**** Input rows

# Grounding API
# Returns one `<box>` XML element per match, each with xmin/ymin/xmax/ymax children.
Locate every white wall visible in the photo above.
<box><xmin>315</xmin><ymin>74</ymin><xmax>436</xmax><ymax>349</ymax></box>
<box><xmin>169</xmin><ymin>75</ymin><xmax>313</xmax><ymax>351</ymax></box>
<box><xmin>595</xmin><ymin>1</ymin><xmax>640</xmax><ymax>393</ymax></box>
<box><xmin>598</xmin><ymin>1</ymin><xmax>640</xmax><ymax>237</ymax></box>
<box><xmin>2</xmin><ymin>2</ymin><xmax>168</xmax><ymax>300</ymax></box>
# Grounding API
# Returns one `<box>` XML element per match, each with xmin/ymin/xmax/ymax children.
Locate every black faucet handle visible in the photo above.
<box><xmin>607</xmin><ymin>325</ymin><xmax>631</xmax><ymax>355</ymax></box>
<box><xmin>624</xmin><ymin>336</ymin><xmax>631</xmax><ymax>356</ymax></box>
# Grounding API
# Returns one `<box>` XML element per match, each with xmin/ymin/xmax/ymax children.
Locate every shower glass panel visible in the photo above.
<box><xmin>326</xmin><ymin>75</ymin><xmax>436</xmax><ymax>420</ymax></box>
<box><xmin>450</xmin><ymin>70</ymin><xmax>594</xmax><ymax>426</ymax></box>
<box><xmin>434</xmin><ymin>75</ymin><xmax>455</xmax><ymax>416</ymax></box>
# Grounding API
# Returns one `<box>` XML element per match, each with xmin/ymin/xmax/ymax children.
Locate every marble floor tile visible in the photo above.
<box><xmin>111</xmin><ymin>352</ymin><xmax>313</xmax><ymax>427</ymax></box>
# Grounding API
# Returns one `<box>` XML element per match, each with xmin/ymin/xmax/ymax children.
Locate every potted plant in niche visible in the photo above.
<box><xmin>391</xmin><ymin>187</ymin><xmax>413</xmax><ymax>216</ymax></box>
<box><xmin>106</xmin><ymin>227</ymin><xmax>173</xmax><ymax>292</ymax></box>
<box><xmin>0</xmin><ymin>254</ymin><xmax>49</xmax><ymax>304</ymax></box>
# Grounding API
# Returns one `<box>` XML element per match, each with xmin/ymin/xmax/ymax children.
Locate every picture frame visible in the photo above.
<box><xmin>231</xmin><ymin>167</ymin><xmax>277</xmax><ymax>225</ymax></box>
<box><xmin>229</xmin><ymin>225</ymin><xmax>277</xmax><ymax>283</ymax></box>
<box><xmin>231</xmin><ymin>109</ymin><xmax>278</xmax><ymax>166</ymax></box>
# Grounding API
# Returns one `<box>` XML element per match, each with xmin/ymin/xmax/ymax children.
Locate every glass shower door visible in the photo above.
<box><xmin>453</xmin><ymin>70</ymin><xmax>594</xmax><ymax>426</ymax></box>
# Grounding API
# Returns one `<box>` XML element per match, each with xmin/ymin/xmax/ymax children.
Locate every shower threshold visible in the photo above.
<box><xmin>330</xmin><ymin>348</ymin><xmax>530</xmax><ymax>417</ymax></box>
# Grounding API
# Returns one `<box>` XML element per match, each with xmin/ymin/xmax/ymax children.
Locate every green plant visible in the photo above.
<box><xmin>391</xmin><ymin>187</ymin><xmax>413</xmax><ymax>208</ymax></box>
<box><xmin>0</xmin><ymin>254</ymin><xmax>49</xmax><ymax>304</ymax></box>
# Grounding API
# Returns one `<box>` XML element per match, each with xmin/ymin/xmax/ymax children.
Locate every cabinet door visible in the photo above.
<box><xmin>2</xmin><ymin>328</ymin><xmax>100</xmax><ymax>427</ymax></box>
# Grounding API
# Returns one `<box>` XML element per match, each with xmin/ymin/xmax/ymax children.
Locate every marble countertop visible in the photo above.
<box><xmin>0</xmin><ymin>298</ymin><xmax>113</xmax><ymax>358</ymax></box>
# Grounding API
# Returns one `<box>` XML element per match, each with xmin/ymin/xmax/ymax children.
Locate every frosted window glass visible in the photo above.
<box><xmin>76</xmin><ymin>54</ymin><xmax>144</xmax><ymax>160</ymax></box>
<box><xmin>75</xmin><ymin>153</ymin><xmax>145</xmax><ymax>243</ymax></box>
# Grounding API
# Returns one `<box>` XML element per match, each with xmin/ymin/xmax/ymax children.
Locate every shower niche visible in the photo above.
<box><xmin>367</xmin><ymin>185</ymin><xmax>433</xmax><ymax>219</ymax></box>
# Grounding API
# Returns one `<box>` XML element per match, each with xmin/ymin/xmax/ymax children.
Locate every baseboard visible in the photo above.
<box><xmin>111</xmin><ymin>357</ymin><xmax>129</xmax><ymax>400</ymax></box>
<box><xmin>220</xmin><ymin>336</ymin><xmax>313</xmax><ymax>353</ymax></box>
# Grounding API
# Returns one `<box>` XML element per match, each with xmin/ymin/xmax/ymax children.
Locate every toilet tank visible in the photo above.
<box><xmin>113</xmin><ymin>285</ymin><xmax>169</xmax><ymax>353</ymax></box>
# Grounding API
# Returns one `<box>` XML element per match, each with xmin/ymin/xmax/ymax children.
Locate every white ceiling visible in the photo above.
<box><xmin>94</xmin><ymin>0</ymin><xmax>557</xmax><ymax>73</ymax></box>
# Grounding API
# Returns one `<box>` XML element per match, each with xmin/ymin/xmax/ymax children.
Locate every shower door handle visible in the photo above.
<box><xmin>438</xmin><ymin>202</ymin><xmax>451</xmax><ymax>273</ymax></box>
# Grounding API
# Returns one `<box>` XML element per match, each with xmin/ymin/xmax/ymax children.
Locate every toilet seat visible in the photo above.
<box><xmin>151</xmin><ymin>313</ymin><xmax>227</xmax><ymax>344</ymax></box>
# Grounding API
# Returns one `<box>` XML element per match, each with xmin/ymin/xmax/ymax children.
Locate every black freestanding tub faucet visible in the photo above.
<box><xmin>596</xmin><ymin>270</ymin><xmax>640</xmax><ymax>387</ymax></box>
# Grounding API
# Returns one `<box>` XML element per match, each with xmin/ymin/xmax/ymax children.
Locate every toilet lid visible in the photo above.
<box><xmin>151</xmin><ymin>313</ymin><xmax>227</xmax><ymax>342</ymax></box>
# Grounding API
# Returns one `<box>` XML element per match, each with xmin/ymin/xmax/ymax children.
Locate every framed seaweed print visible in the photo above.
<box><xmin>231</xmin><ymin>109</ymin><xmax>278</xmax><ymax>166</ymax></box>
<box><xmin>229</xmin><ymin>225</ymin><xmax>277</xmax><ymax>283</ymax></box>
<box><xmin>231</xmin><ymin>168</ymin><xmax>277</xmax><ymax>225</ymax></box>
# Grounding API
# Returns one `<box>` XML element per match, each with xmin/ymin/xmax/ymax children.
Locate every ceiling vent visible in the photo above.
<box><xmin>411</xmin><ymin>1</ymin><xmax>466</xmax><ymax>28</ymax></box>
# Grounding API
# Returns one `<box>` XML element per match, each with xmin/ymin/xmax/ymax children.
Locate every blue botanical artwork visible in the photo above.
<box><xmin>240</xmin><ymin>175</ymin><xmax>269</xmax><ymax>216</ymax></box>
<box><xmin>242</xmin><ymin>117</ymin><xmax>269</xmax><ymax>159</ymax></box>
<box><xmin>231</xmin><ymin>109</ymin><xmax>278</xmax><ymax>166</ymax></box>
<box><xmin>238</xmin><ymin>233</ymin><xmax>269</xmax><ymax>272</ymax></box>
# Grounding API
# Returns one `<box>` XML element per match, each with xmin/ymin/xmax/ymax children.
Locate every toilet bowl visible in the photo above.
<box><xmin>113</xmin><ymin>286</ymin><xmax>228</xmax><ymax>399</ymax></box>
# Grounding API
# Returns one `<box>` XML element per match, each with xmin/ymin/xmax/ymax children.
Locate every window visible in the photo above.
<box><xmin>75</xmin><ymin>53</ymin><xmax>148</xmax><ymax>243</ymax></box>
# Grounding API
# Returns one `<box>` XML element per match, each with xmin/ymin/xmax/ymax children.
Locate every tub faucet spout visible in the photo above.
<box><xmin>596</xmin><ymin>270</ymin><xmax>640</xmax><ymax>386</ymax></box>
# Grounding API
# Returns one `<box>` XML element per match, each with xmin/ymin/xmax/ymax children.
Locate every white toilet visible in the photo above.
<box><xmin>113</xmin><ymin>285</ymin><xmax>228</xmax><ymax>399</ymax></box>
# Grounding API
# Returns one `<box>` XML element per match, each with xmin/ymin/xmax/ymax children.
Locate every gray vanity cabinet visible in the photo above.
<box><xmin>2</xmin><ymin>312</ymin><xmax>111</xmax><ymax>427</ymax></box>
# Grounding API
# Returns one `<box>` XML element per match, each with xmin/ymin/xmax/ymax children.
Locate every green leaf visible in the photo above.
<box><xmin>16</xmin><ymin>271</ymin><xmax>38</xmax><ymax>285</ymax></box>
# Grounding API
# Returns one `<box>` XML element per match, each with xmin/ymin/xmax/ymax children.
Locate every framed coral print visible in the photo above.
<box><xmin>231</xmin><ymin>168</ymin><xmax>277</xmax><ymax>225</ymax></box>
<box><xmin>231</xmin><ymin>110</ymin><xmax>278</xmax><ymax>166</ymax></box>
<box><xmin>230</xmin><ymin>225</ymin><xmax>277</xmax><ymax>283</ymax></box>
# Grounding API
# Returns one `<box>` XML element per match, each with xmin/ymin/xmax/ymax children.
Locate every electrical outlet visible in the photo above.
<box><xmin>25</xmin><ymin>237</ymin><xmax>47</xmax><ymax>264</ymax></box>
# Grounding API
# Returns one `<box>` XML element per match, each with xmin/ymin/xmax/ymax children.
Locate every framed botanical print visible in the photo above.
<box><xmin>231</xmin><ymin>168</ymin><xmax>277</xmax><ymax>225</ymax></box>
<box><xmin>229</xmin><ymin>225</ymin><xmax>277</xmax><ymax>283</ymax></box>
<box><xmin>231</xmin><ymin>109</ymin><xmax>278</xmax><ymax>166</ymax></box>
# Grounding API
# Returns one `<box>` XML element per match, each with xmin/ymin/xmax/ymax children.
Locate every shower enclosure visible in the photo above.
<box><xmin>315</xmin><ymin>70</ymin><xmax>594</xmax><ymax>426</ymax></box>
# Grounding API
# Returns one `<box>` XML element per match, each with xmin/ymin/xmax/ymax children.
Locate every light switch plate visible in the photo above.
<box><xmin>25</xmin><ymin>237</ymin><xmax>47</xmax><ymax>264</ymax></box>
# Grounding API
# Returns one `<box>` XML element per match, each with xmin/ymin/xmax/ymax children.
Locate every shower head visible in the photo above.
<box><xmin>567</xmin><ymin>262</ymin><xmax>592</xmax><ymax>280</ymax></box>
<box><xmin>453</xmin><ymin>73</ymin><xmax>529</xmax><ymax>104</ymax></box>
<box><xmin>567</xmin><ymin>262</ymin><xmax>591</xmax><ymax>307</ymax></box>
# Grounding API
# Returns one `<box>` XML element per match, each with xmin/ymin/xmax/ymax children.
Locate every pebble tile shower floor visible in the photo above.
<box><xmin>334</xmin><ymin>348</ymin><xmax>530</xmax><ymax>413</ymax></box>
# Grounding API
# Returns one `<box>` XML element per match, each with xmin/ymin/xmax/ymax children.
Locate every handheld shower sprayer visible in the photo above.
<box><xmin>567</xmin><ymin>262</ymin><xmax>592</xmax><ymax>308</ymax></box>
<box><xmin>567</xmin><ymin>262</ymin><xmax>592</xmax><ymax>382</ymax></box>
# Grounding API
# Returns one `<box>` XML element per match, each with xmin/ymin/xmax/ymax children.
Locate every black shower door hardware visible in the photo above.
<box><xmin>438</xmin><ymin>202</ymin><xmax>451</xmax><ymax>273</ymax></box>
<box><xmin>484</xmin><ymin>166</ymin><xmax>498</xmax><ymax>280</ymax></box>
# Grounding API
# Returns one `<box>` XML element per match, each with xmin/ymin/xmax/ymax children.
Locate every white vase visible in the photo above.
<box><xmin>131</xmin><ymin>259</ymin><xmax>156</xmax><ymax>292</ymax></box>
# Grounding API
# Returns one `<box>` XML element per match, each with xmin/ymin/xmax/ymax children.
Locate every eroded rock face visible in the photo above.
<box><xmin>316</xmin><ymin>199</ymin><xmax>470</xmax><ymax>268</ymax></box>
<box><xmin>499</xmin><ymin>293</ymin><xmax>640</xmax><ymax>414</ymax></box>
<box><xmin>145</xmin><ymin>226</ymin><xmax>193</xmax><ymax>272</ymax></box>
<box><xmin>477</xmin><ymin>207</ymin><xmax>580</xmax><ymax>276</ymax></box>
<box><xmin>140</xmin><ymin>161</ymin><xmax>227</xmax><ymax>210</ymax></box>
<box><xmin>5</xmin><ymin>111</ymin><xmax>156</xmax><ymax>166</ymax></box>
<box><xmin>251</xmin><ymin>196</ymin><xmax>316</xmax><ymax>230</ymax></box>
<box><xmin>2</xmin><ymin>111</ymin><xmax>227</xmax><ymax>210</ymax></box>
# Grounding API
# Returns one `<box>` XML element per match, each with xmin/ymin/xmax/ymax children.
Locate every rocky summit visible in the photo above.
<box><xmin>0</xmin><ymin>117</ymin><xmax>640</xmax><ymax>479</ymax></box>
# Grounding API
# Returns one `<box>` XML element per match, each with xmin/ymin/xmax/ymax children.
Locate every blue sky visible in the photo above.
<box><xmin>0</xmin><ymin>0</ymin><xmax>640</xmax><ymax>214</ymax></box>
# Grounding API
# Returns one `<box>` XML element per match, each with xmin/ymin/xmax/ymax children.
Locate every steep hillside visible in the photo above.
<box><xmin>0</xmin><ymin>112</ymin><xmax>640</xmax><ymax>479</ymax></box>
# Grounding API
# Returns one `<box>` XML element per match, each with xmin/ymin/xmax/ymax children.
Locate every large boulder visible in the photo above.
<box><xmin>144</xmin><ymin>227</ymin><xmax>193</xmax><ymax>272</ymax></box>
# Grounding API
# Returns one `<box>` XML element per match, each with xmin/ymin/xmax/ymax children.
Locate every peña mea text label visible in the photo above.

********

### Work required
Identify each line in the items above that contains the word "cabinet", and copy those lines in full. Case counts.

### Reply
Locate every cabinet door visible in the photo above.
Locate every gray vanity cabinet visible in the photo above.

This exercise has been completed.